---- DONNÉES FOURNIES

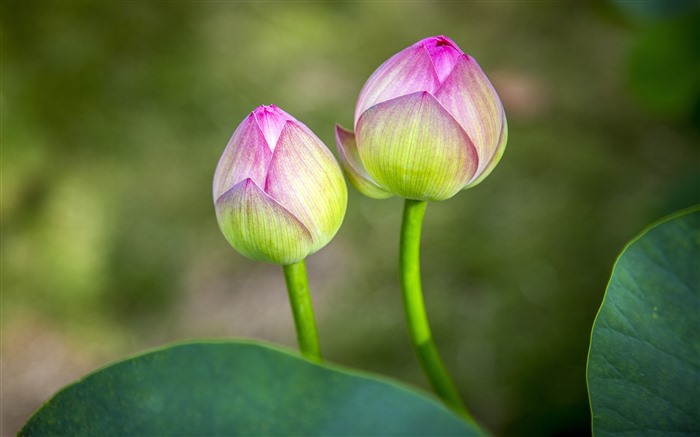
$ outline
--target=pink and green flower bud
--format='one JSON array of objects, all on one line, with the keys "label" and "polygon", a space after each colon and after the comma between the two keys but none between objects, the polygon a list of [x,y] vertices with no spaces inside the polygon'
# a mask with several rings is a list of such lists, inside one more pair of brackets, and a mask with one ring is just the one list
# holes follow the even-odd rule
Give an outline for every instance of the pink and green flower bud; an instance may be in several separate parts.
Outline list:
[{"label": "pink and green flower bud", "polygon": [[508,137],[493,85],[445,36],[417,42],[370,76],[354,128],[336,126],[341,164],[358,191],[377,199],[449,199],[491,173]]},{"label": "pink and green flower bud", "polygon": [[238,126],[214,174],[219,228],[241,254],[288,265],[325,246],[345,217],[347,187],[328,148],[274,105]]}]

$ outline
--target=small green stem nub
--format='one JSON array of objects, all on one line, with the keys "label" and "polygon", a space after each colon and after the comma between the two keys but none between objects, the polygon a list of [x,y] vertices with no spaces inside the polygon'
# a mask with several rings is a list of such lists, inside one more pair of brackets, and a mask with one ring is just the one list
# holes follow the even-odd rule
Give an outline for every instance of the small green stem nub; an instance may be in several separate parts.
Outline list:
[{"label": "small green stem nub", "polygon": [[311,304],[309,281],[306,278],[306,264],[302,260],[282,268],[289,292],[289,302],[292,304],[299,350],[307,359],[321,362],[321,346],[318,341],[314,308]]},{"label": "small green stem nub", "polygon": [[440,358],[425,312],[420,280],[420,234],[427,204],[406,199],[401,224],[399,270],[408,332],[423,372],[437,395],[453,411],[476,425]]}]

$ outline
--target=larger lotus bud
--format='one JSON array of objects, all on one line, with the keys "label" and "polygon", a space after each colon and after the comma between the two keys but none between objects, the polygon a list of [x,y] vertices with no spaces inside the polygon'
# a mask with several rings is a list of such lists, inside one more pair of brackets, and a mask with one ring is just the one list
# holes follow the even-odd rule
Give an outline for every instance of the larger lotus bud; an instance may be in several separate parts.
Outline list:
[{"label": "larger lotus bud", "polygon": [[219,228],[240,253],[293,264],[325,246],[345,216],[347,187],[328,148],[281,109],[238,126],[214,174]]},{"label": "larger lotus bud", "polygon": [[360,92],[354,134],[336,126],[348,179],[374,198],[449,199],[491,173],[507,135],[491,82],[444,36],[389,58]]}]

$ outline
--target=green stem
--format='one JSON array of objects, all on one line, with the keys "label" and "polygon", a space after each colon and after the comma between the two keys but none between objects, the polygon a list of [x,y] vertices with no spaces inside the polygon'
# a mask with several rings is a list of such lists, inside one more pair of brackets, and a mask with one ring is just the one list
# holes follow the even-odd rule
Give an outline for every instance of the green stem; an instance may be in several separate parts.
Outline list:
[{"label": "green stem", "polygon": [[302,260],[282,268],[289,292],[289,302],[292,304],[299,350],[307,359],[321,362],[321,346],[318,341],[314,308],[311,304],[309,281],[306,278],[306,264]]},{"label": "green stem", "polygon": [[421,200],[406,199],[401,224],[399,269],[408,332],[423,372],[437,395],[452,410],[475,424],[440,358],[425,312],[420,280],[420,233],[427,204]]}]

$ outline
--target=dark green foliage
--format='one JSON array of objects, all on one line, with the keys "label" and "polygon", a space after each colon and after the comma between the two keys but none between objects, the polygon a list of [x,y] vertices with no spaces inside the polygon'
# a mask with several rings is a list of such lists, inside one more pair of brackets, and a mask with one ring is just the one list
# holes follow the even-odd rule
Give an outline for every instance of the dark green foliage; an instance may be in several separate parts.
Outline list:
[{"label": "dark green foliage", "polygon": [[700,210],[648,229],[620,255],[588,385],[597,436],[700,433]]},{"label": "dark green foliage", "polygon": [[469,424],[405,386],[247,342],[185,343],[63,389],[21,436],[466,436]]}]

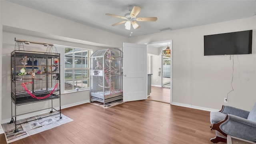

--------

• ÉNONCÉ DE L'EXERCICE: Relevez, s'il vous plaît, toutes les lignes ci-dessus qui contiennent la chaîne « parts », en tenant compte de la casse.

• CORRIGÉ:
Give an outline for every instance of the pink and green flower bud; an instance may be in several separate parts.
Give an outline for every instance of the small green stem nub; an instance may be in several separate parts.
Give an outline for every instance of the larger lotus bud; an instance may be in several separate parts.
Give an outline for every instance of the green stem; an instance may be in several separate parts.
Give an outline for every instance of the dark green foliage; an instance may be in several separate parts.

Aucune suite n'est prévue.